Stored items
━━━━━━━━━━━━━━━━
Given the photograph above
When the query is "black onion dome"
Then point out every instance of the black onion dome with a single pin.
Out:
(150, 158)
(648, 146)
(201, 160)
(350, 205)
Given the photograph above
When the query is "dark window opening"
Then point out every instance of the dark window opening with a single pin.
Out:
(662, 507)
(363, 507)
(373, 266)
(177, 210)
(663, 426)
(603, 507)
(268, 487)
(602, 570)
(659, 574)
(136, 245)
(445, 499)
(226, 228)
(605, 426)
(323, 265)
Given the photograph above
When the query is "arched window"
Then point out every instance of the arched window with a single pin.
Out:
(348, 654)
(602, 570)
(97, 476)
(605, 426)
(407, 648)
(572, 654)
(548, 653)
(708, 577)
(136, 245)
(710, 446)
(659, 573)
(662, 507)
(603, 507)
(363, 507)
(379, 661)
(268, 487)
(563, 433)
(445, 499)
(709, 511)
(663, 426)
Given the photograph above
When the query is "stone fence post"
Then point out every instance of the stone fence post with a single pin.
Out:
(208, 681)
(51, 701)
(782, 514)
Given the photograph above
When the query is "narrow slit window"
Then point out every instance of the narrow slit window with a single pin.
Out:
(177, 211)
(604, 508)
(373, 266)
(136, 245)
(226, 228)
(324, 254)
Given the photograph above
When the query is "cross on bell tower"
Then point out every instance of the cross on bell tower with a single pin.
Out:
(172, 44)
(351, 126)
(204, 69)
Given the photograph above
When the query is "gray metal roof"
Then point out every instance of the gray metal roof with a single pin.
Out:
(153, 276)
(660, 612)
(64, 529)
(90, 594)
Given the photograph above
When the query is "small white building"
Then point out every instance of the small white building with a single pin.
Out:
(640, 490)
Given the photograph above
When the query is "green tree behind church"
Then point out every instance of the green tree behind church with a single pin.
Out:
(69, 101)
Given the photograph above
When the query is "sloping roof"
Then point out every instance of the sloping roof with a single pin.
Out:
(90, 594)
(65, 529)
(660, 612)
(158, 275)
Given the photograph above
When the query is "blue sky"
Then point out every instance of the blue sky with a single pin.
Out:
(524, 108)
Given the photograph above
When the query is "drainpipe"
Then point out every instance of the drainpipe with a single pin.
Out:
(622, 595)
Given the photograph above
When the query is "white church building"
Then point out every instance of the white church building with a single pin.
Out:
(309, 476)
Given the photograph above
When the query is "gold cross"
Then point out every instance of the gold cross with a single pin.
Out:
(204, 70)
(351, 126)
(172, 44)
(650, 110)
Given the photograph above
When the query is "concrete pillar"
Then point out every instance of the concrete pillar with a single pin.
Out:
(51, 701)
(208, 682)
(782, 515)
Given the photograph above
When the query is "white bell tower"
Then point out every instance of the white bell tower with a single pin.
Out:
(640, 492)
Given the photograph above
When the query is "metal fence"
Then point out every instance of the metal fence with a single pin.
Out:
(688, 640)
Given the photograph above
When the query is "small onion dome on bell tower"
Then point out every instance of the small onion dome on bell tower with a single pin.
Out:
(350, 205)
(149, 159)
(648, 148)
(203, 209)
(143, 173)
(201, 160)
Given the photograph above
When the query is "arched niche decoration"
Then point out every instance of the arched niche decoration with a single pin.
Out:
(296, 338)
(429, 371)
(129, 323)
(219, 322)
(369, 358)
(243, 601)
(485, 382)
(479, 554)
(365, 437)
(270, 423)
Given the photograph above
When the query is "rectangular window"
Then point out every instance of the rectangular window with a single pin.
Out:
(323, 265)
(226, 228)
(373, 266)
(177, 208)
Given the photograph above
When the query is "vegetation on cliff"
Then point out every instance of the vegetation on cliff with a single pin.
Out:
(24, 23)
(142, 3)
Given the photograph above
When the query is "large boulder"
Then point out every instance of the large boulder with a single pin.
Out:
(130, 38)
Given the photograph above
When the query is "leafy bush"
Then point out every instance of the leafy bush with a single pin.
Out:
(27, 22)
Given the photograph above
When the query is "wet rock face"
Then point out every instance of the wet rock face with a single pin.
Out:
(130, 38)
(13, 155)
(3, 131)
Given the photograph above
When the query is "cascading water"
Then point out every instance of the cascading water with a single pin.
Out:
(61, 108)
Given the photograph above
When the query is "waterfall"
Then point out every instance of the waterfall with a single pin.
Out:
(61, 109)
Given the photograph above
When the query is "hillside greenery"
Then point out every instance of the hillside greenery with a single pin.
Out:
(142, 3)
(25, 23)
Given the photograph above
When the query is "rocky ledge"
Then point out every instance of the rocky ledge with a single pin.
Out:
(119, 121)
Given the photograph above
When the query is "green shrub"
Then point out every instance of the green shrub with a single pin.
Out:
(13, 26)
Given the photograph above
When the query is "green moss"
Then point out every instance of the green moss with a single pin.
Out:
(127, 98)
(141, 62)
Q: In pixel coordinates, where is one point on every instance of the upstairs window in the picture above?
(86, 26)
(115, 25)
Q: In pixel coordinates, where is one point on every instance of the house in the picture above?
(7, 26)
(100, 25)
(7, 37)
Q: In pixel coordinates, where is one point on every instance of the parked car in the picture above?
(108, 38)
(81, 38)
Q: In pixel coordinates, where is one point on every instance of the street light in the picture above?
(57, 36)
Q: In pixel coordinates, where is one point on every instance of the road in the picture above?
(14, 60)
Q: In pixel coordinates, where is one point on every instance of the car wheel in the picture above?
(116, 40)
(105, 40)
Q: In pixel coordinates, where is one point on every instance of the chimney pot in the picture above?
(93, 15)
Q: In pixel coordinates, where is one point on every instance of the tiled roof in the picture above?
━━━━━━━━━━━━━━━━
◆ **TASK REQUIREMENTS**: Extract verbatim the lines of the listing from the one containing "pot in the picture above?" through the end of the listing, both ends included.

◆ **SOLUTION**:
Q: In pixel coordinates, where is one point on every instance of the chimney pot in the picture above?
(93, 15)
Q: In pixel coordinates, where is one point on every instance of the tiled roof in the picture above?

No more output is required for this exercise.